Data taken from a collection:
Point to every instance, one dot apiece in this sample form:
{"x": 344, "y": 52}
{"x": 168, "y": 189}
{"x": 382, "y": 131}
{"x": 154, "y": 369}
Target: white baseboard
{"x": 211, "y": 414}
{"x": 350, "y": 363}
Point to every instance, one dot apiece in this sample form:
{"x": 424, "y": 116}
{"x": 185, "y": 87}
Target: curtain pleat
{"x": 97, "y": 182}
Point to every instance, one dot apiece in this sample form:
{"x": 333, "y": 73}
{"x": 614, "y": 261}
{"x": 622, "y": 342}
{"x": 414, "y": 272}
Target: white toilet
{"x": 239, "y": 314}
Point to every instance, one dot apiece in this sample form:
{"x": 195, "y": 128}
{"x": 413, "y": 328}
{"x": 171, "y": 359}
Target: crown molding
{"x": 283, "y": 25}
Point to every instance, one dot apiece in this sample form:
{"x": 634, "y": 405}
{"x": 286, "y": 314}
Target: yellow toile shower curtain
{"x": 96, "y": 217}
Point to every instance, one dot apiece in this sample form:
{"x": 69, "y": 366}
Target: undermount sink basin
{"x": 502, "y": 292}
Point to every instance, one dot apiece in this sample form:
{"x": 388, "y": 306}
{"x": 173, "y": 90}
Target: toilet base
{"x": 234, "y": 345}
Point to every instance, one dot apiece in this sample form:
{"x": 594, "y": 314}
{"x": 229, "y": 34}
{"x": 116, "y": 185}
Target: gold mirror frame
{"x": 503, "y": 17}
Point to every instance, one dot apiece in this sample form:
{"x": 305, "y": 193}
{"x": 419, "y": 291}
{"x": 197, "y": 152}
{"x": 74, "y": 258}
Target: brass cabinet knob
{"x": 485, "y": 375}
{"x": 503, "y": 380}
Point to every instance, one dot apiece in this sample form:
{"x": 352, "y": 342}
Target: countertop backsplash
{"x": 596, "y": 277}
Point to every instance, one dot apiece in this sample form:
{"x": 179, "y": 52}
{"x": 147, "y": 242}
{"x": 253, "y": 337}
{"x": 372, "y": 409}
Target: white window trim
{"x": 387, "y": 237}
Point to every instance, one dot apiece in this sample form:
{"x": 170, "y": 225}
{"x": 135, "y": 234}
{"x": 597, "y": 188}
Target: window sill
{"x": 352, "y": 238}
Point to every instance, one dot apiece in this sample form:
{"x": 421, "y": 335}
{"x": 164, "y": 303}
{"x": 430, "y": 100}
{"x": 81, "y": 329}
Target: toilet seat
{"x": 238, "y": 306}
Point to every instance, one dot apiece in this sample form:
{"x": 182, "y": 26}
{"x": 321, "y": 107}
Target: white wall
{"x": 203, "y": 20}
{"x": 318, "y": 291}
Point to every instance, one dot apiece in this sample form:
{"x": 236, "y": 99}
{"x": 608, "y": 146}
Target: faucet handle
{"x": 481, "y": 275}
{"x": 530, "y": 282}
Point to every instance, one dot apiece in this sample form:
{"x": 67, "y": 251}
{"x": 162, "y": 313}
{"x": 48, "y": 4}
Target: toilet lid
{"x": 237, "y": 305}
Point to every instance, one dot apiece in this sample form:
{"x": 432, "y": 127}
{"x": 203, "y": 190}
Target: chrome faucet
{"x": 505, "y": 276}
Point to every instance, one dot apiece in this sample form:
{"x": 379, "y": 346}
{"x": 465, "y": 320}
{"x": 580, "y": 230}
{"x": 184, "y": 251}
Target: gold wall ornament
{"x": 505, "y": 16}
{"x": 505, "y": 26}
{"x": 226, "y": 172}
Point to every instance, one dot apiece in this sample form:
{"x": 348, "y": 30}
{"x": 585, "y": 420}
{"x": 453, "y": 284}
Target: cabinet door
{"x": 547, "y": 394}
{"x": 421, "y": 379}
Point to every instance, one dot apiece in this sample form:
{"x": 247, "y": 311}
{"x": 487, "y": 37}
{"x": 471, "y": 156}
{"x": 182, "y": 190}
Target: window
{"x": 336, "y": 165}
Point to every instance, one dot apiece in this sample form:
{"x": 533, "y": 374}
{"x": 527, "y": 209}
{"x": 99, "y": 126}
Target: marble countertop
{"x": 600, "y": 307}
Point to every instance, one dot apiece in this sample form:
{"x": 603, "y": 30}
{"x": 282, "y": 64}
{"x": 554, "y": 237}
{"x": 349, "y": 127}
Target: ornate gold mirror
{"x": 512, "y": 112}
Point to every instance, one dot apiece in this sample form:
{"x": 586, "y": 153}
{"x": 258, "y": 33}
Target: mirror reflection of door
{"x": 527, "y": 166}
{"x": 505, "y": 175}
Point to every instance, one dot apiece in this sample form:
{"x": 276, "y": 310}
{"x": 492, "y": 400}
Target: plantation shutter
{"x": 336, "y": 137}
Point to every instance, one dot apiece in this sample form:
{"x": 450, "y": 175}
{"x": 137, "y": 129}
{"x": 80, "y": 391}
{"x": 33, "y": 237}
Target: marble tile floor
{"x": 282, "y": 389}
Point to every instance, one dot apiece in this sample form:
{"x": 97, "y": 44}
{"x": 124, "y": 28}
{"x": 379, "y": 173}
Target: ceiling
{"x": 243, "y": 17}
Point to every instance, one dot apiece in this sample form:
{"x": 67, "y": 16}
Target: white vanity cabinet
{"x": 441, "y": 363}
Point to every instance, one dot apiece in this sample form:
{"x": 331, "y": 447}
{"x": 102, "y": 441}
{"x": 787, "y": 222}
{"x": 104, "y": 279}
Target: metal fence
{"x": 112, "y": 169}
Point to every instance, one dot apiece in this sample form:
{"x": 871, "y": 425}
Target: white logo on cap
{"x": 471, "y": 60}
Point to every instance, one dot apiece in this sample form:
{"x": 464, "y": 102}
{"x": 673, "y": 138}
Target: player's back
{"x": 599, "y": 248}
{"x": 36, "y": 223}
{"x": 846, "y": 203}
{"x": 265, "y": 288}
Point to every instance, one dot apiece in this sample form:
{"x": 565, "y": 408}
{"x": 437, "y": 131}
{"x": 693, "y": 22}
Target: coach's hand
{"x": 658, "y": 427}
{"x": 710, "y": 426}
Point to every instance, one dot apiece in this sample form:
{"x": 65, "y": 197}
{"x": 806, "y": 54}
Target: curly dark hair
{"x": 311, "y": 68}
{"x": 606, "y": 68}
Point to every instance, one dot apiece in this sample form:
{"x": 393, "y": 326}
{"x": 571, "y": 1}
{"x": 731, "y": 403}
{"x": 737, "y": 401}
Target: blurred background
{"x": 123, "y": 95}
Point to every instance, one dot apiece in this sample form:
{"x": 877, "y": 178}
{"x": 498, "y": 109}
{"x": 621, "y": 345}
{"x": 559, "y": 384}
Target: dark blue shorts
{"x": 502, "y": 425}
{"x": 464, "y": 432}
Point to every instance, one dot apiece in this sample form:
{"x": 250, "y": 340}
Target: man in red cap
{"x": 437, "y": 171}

**EXERCISE AIM:**
Please locate each line in the material above that contains the word "door", and copy every such line. Case counts when matching.

**THE ANSWER:**
Target: cabinet door
Target: mirror reflection of door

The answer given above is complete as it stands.